**TASK DESCRIPTION**: Transcribe the tail of the listing: start at the line containing "Task: Indicate the white front" and stop after the last line, keeping every character as is and adding nothing.

**RECORDS TO USE**:
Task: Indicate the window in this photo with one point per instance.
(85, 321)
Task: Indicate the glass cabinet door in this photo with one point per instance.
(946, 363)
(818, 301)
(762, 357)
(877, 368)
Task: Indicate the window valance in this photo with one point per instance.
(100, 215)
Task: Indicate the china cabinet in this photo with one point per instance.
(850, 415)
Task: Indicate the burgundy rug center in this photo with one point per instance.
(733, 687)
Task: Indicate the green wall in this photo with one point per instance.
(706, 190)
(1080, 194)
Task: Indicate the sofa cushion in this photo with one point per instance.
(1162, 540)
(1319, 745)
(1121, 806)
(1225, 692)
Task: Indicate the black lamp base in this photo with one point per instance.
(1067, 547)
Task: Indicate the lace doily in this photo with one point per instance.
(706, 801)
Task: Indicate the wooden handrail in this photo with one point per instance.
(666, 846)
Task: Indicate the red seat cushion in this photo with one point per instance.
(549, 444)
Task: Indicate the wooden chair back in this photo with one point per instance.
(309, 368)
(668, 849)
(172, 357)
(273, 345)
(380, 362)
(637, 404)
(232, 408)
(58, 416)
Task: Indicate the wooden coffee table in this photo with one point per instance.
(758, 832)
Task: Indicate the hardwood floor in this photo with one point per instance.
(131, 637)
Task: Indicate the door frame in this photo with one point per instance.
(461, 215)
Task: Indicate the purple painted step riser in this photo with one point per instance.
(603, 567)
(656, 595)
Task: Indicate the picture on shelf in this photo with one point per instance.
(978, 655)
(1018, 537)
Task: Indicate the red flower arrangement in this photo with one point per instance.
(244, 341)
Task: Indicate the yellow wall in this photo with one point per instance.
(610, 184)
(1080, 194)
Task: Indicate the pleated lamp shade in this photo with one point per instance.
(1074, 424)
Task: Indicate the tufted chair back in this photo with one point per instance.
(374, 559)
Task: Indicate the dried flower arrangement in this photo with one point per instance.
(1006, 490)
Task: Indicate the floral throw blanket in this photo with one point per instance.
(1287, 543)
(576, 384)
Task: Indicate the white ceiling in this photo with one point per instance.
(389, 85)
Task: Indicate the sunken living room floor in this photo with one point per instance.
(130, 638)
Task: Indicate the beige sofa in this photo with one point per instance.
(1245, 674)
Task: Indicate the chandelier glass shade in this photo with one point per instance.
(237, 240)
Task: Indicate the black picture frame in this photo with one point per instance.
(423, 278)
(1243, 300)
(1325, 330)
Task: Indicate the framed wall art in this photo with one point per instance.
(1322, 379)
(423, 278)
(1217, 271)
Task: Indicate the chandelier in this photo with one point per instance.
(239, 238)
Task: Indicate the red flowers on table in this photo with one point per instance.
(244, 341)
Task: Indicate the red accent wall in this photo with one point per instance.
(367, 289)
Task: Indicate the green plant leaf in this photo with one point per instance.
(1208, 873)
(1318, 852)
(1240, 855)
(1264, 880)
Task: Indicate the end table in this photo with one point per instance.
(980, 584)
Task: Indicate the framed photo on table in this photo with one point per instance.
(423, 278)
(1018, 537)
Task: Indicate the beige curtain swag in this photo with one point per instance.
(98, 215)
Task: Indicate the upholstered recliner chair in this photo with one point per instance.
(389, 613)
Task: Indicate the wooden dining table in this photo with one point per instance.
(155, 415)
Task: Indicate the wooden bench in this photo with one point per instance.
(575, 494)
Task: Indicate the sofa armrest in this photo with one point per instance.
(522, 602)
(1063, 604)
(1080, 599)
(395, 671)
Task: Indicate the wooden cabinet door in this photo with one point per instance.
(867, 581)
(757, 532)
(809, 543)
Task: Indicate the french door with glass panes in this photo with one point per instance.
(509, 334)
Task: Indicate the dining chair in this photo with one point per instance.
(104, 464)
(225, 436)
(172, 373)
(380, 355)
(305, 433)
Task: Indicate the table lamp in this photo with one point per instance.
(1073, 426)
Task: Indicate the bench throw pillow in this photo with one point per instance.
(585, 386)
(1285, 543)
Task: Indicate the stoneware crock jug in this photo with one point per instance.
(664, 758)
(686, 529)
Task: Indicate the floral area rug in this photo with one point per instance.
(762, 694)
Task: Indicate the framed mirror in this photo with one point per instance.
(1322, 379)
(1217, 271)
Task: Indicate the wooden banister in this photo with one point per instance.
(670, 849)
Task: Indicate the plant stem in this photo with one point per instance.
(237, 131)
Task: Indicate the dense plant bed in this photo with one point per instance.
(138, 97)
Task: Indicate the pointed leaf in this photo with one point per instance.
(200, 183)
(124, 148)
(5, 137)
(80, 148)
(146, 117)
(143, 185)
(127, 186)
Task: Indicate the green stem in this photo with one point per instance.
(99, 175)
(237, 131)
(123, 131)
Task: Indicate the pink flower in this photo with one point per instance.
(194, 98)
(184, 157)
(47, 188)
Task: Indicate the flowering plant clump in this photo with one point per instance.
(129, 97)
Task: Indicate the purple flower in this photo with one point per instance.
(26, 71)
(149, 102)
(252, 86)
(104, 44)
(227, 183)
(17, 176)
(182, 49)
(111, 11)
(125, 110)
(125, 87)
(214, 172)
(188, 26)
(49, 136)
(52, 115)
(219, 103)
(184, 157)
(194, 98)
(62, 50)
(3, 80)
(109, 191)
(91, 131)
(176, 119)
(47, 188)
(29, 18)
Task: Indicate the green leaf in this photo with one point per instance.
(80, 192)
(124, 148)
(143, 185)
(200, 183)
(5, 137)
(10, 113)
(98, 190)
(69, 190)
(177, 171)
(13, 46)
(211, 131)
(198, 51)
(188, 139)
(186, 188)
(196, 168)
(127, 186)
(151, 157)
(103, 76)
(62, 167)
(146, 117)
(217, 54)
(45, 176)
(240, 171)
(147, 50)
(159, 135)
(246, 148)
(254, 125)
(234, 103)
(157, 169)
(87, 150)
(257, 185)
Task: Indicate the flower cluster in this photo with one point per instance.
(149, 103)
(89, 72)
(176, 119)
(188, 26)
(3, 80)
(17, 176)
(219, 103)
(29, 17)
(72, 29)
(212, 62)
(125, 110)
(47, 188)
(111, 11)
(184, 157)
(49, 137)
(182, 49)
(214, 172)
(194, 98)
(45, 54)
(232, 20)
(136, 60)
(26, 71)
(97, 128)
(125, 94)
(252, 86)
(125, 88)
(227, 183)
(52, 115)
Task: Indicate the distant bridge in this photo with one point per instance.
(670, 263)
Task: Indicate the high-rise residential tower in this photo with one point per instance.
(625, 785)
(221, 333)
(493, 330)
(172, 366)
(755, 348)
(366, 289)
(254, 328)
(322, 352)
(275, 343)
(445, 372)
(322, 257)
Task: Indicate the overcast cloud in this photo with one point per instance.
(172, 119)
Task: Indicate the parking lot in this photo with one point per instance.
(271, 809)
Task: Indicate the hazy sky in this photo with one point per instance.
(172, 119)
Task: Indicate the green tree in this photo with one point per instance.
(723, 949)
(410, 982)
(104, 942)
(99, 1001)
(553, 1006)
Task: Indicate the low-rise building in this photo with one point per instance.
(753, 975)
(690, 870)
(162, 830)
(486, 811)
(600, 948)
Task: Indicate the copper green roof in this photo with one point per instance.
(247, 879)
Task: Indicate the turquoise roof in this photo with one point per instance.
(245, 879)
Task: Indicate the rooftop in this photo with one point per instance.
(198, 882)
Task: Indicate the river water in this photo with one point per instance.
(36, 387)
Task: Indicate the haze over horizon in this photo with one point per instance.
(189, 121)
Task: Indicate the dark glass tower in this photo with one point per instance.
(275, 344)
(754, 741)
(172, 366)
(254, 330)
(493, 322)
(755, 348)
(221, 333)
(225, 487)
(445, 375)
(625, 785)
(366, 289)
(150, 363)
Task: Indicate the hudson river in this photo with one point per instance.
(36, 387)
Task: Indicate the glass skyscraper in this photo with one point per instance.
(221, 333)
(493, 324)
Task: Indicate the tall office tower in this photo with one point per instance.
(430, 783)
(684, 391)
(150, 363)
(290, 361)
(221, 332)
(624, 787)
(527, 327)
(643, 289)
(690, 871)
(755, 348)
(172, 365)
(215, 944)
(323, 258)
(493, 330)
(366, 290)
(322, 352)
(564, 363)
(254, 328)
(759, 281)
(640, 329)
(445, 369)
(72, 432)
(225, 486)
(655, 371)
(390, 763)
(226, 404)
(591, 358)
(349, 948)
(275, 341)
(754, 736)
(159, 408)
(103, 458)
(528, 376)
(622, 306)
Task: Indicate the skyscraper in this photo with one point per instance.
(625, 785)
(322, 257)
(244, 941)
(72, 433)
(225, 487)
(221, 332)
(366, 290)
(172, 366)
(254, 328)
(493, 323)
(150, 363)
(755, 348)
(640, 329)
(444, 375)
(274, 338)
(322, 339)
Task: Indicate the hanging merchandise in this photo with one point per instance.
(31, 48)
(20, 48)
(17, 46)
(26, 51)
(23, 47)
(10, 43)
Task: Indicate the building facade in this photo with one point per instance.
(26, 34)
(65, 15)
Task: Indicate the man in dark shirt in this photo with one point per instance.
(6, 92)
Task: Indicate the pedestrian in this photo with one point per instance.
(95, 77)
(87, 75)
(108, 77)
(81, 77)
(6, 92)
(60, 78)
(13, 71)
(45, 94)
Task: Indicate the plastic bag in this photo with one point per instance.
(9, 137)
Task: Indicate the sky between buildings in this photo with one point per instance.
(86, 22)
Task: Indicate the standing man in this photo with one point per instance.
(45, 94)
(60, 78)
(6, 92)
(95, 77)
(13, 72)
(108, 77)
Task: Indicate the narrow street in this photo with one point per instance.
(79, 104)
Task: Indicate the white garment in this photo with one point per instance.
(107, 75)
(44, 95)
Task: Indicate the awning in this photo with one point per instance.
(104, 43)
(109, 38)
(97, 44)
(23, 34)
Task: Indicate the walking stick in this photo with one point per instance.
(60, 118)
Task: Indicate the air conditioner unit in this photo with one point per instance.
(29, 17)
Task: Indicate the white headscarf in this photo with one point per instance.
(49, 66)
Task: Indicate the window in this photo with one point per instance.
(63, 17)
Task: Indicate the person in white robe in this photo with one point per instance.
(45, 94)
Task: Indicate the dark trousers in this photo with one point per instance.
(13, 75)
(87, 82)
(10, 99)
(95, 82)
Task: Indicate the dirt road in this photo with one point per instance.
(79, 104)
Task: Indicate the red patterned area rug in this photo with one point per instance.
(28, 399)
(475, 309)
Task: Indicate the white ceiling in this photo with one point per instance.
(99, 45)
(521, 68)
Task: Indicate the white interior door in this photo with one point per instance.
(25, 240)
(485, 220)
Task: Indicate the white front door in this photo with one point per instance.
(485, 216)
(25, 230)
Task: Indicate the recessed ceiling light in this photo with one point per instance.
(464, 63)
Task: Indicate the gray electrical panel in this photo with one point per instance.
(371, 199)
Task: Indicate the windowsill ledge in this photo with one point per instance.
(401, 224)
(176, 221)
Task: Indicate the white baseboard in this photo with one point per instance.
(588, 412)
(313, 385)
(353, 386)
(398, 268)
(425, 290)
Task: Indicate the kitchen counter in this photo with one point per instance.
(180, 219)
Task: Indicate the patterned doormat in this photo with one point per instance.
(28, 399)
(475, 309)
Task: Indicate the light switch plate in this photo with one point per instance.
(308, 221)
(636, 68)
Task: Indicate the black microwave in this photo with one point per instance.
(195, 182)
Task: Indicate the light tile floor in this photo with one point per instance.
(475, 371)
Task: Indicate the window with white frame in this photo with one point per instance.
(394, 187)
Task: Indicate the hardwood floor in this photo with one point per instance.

**THE COMPLETED TASK**:
Task: Indicate the white front door in this photo with one point per instance.
(485, 216)
(25, 230)
Task: Indicate the recessed ceiling light in this photo with one point per instance.
(464, 63)
Task: Indicate the gray electrical panel in this photo with one point per instance.
(371, 199)
Task: Indicate the windowsill ledge in this photo with one point per instance.
(401, 224)
(176, 221)
Task: Indicate the white baseboard in this photo with one point per instance.
(588, 412)
(313, 385)
(353, 386)
(398, 268)
(425, 290)
Task: Indicate the kitchen counter in this photo with one point per instance.
(180, 219)
Task: Indicate the patterned doormat in this photo with one point per instance.
(28, 399)
(475, 309)
Task: Indicate the light switch plate in this photo with one point per instance.
(308, 221)
(636, 68)
Task: Indicate the black microwave in this photo with one point per instance.
(195, 182)
Task: Indicate the light tile floor in this photo with one point per instance.
(475, 371)
Task: Indicate the window with white frame in this photo with one point per instance.
(394, 187)
Task: Indicate the hardwood floor in this photo with one point per instance.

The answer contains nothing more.